Ideias +M

Marca territorial tem de ser “claramente democrática”, mas “cada vez mais numa perspetiva concorrencial”

Rafael Ascensão, Susana Pinheiro,

A ideia foi defendida por Carlos Coelho, especialista em marcas, no debate "Marketing Territorial e como Promover com Sucesso uma Autarquia", com os autarcas Hugo Luís (Mafra) e João Leite (Santarém).

“Marketing Territorial e como Promover com Sucesso uma Autarquia” decorreu no Local Summit, no CCB, e juntou Carlos Coelho (fundador da Ivity Brand Corp), Hugo Luís (presidente da Câmara Municipal de Mafra) e João Leite (presidente da Câmara Municipal de Santarém). Foi moderado por Carla Borges Ferreira, diretora executiva do +M.

Atualmente, não há uma “diferença fundamental” entre aquilo que é uma marca comercial e uma marca territorial, sendo que hoje as marcas comerciais estão sujeitas a um escrutínio a que não estavam no passado e ao qual as marcas territoriais sempre estiveram sujeitas, entende Carlos Coelho, presidente da Ivity Brand Corp e especialista em marcas. Mas, uma marca comercial pode, de facto, ser “mais autocrática”, enquanto uma marca territorial tem de ser “claramente democrática”, o que diferencia as possibilidades de ação entre ambas.

(ENUNCIADO 1) Diga quem participou no debate de que fala o texto sobre marketing territorial, incluindo quem o moderou, e o cargo que o texto dá a cada pessoa.
(ENUNCIADO 2) Continue o texto sobre marketing territorial a partir da última frase apresentada.

(Entradas de marcação da posição de objetos)
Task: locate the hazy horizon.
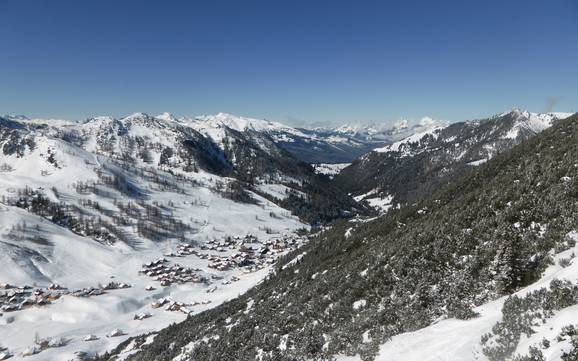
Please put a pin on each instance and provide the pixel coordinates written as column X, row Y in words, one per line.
column 300, row 63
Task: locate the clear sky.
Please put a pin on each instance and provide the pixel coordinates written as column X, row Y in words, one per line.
column 298, row 61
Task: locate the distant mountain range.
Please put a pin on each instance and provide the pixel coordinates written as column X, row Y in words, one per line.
column 341, row 144
column 419, row 164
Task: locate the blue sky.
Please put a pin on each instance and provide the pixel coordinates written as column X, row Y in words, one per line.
column 293, row 61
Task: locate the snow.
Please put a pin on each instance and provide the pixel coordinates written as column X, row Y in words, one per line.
column 400, row 146
column 459, row 340
column 478, row 162
column 329, row 169
column 535, row 122
column 75, row 262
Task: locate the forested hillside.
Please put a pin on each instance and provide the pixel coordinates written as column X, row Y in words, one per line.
column 355, row 286
column 420, row 164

(RESPOSTA ESPERADA 1)
- Carlos Coelho: fundador e presidente da Ivity Brand Corp, especialista em marcas
- Hugo Luís: presidente da Câmara Municipal de Mafra
- João Leite: presidente da Câmara Municipal de Santarém
- Carla Borges Ferreira: diretora executiva do +M, moderadora do debate

(RESPOSTA ESPERADA 2)
A marca territorial tem de ser capaz de se afirmar tendo em consideração as sensibilidades e os públicos, mas cada vez mais numa perspetiva concorrencial”, alerta Carlos Coelho. Segundo o especialista em branding, uma marca territorial assenta em três fundamentos básicos — a história, a geografia e a cultura –, que são “o que define um território”, sendo “muito importante alinhar a estratégia de futuro com a identidade“.

Vejo muitas vezes que se está a tentar inventar e esquecemo-nos dos princípios básicos que nos distinguem. E esses princípios básicos muitas vezes estão em extinção, caíram em desuso“, diz dando como exemplo práticas artesanais, mas são essas as “grandes soft skills que valorizam o país”, defendeu.

Segundo Carlos Coelho, é preciso olhar para os “canhões da Nazaré”, ativos que sempre estiveram presentes, e não estar à espera de validação estrangeira, como aconteceu precisamente com a Nazaré. Mesmo assim, “é preciso escolher os melhores ângulos na promoção“, referiu, lembrando que foi possível tirar uma foto à onde gigante onde se apanhava o farol, o que permitiu dar escala à onda na fotografia e, portanto, mais impacto. “É preciso parecer para ser. Não basta ser. A qualidade intrínseca não é suficiente, temos de lutar pela qualidade percebida“, disse, acrescentando que o marketing trabalha em qualidade percebida e não intrínseca.

Vejo muitas vezes que, quando se gasta dinheiro numa marca, isso é feito quase com vergonha. Mas é tão fundamental como outras coisas consideradas mais estruturantes, sob pena de se ter algo ótimo. mas para o qual ninguém olha.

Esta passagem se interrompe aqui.